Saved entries
-------------------------

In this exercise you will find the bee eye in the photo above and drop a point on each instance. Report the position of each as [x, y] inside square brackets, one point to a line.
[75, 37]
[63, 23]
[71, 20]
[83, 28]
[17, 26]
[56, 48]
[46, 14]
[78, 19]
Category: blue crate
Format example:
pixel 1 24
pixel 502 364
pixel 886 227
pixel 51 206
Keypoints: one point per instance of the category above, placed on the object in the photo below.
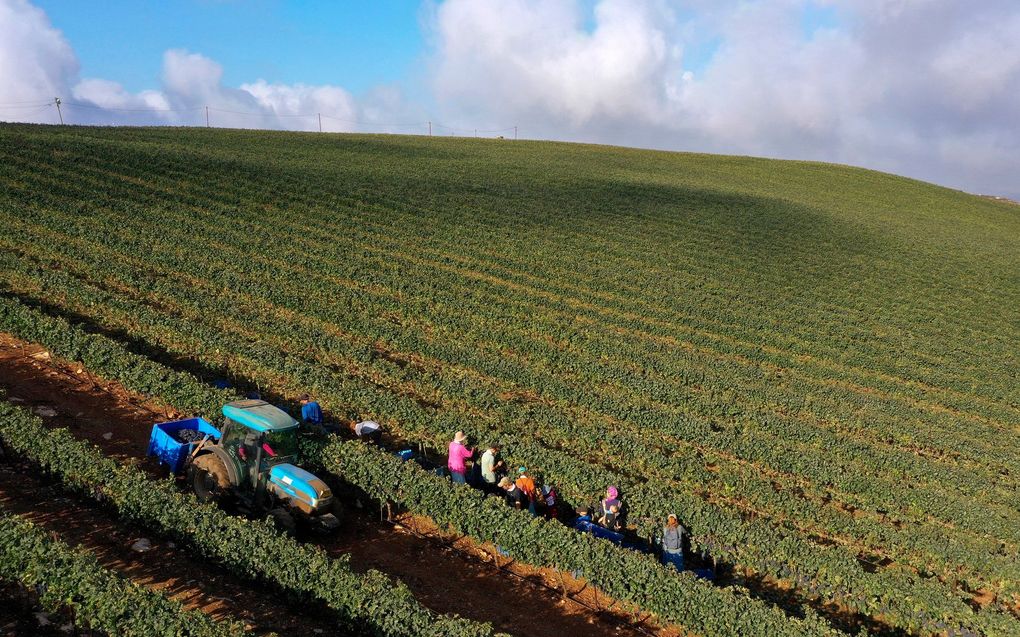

-------------------------

EXERCISE PROMPT - In the records above, which lines hold the string "pixel"? Copy each one.

ANSWER SPACE -
pixel 1 24
pixel 502 364
pixel 886 227
pixel 51 206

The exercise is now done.